──────── ROWS

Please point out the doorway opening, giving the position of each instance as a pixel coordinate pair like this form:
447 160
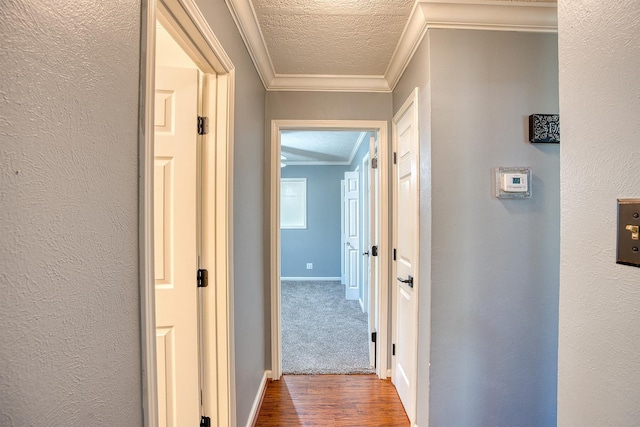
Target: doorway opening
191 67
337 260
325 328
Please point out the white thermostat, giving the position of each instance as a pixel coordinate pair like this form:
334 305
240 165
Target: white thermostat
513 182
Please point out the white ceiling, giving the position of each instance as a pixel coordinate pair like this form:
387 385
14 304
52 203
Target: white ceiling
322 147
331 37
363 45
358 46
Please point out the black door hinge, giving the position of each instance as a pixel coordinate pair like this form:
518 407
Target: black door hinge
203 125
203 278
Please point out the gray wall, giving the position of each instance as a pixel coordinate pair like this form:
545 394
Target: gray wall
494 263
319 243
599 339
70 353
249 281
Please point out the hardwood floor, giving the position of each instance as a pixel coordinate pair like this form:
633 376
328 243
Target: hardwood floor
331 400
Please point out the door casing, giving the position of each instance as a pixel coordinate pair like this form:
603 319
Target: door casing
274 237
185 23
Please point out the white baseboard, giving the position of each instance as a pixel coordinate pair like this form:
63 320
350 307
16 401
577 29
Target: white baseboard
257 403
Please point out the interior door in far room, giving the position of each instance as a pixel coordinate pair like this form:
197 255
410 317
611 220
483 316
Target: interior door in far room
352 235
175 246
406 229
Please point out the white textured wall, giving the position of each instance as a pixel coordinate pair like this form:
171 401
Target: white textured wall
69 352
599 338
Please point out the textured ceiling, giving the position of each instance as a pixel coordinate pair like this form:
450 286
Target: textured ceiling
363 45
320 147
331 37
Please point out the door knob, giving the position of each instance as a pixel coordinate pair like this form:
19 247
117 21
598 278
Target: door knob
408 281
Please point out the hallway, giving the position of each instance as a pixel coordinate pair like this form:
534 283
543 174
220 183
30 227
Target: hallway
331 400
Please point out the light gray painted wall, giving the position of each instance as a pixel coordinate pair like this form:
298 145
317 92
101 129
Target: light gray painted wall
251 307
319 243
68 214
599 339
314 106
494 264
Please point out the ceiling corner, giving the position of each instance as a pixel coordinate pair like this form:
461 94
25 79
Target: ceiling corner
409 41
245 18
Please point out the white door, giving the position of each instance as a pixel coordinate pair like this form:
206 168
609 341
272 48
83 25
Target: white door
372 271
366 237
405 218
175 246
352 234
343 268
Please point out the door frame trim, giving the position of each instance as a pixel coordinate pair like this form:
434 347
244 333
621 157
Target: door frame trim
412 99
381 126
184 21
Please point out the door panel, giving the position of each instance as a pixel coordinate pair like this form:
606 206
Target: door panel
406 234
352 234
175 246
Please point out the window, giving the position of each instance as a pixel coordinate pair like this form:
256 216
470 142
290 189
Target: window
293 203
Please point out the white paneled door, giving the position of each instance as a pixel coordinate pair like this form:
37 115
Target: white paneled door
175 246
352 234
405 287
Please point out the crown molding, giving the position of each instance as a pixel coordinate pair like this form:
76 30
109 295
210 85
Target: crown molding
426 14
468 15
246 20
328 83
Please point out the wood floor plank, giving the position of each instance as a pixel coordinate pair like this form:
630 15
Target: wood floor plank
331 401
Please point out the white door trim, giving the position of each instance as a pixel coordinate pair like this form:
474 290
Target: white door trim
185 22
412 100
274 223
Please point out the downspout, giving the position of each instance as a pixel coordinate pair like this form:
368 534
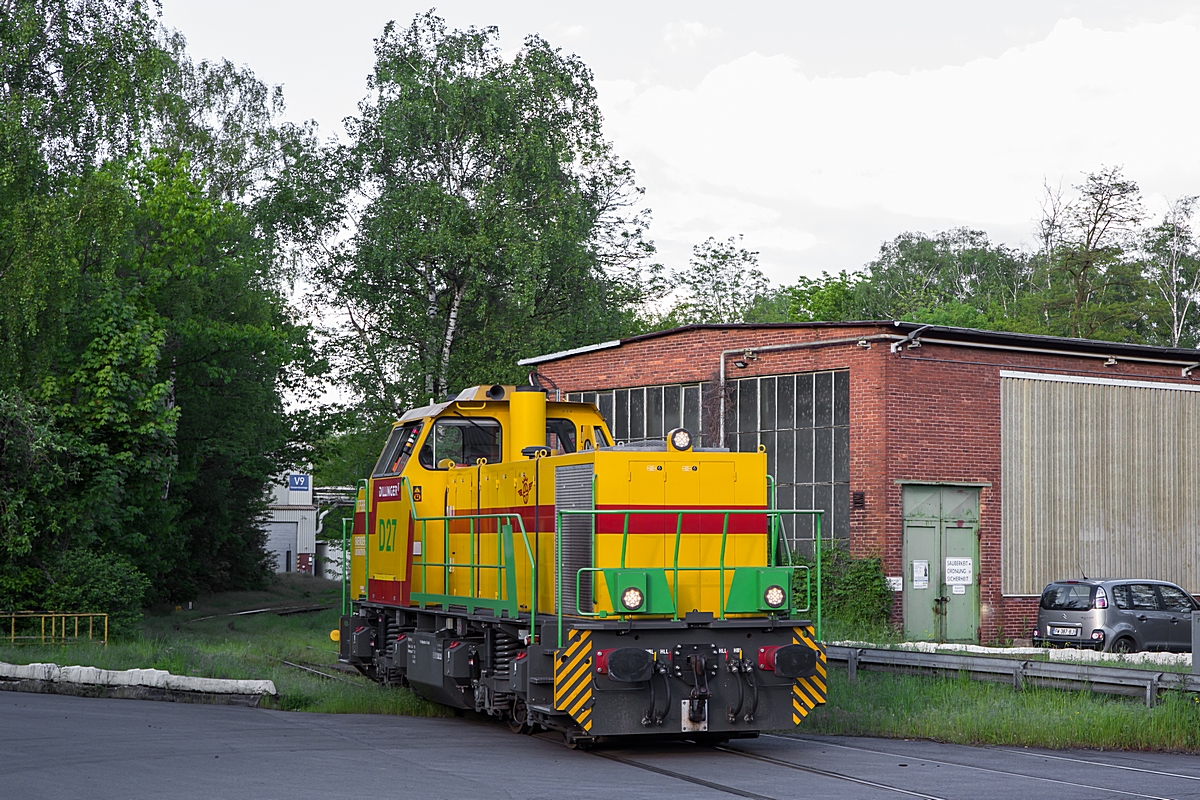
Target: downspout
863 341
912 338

────────────────

Update all the data above by changing every "pixel coordinate pair" to "pair of pixel coordinates" and keeping everything else the same. Leave the pictures out of your answer.

RESPONSE TO THE EXERCISE:
Please point out the doorway opening, giving the position of each instance as a pair of pixel coordinates like this form:
447 160
Target: doorway opening
191 67
337 260
325 328
Please point out the white thermostat, giving the position of each instance as a pair of pixel coordinates like this form:
334 305
240 165
Target: white thermostat
513 182
Please point out the white ceiling, giving the position of each instance as a pair of pixel coordinates like this form:
387 385
14 304
52 203
Target: white ceiling
322 147
331 37
363 45
358 46
Please point out the black door hinge, giving the position of each instance as a pair of pixel coordinates like this form:
518 407
Target: black door hinge
203 125
203 278
Please point out the gray wall, giving the position of each instance as a pair of pixel coordinates like this form:
545 394
Target: gray wall
494 263
319 243
599 339
70 353
249 281
Please point out the hardwood floor, giving the position of each instance as a pair of pixel coordinates like this form:
633 376
328 243
Target: hardwood floor
331 400
Please point out the door casing, giving the position of each instance as a pair of pixel coordinates like this form:
603 319
Target: door casing
274 237
185 23
Please point out the white baseboard, giving the position of each instance as a pair of pixel coordinates like this form:
63 320
350 307
16 401
577 29
Target: white baseboard
257 403
Please point out the interior door in far room, giving the position of each instance as a pair of pixel coordinates like this form:
197 255
410 317
611 220
483 316
Target: interior door in far room
352 235
175 246
406 229
Please point out the white textured wall, giving the position of each instance as a pair of pixel coordinates like this form:
171 401
Target: white textured wall
69 352
599 338
Please point out the textured ceiling, giving the position of each instance as a pair of pixel coordinates like this form:
450 286
Target: textured ceiling
363 45
320 147
331 37
Please point out the door knob, giving the position of each instance as a pair of pixel coordinates like this form:
19 247
117 21
598 278
Target: door knob
408 281
Please point out the hallway, giving the position of each instance as a pair of pixel coordinates like this form:
534 283
543 174
220 183
30 227
Target: hallway
331 400
Please point out the light gray painted wall, giving the position of each instance as a pair of pixel coordinates like this form:
298 145
317 92
101 129
Target: light gray painted wall
251 307
319 243
68 214
599 339
314 106
494 264
Please point out the ceiling corner, giving the position of each instance as a pair of pixel coordinates like this form:
461 94
25 79
Target: ceiling corner
409 41
245 18
Please point out the white door, giving the position of each instance as a pair of pixel coordinates like this form:
206 168
609 341
272 48
83 25
Target: white door
372 271
366 237
405 218
175 246
352 234
343 268
Please point out the door frame trim, giving the position of each instance as a pair of pixel coordinates like this form:
434 347
244 333
621 157
Target: door frame trim
412 99
381 126
184 21
Please point out the door panel, giving the position of each instance as a pair of pixel coordinates like this form:
606 206
Target: door panel
406 234
352 234
175 246
Please point out the window, giving the position of each instance as a pair of pixel coordinates like this form:
256 216
470 142
290 189
Target: window
293 203
Please point out the white paneled door, giving the position of each instance as a pair of pixel coordinates like this form:
37 115
Target: white paneled door
175 246
352 234
405 287
Please point out the crown molding, giving the position of each instance as a pair of pixel coordinates like this form:
76 30
109 295
210 85
Target: crown molding
426 14
468 15
246 20
328 83
Please point out the wood floor plank, giving the position of each instance as a pair of pixel coordinates like this form:
630 15
Target: wood floor plank
331 401
Please point out the white door trim, giving the position of each instance as a pair of pixel coordinates like this form:
474 290
Target: white door trim
185 22
412 100
274 223
Please point out the downspout, giving the position of each instance as a pair of pixel coordinates like this form:
368 534
Target: downspout
863 341
912 338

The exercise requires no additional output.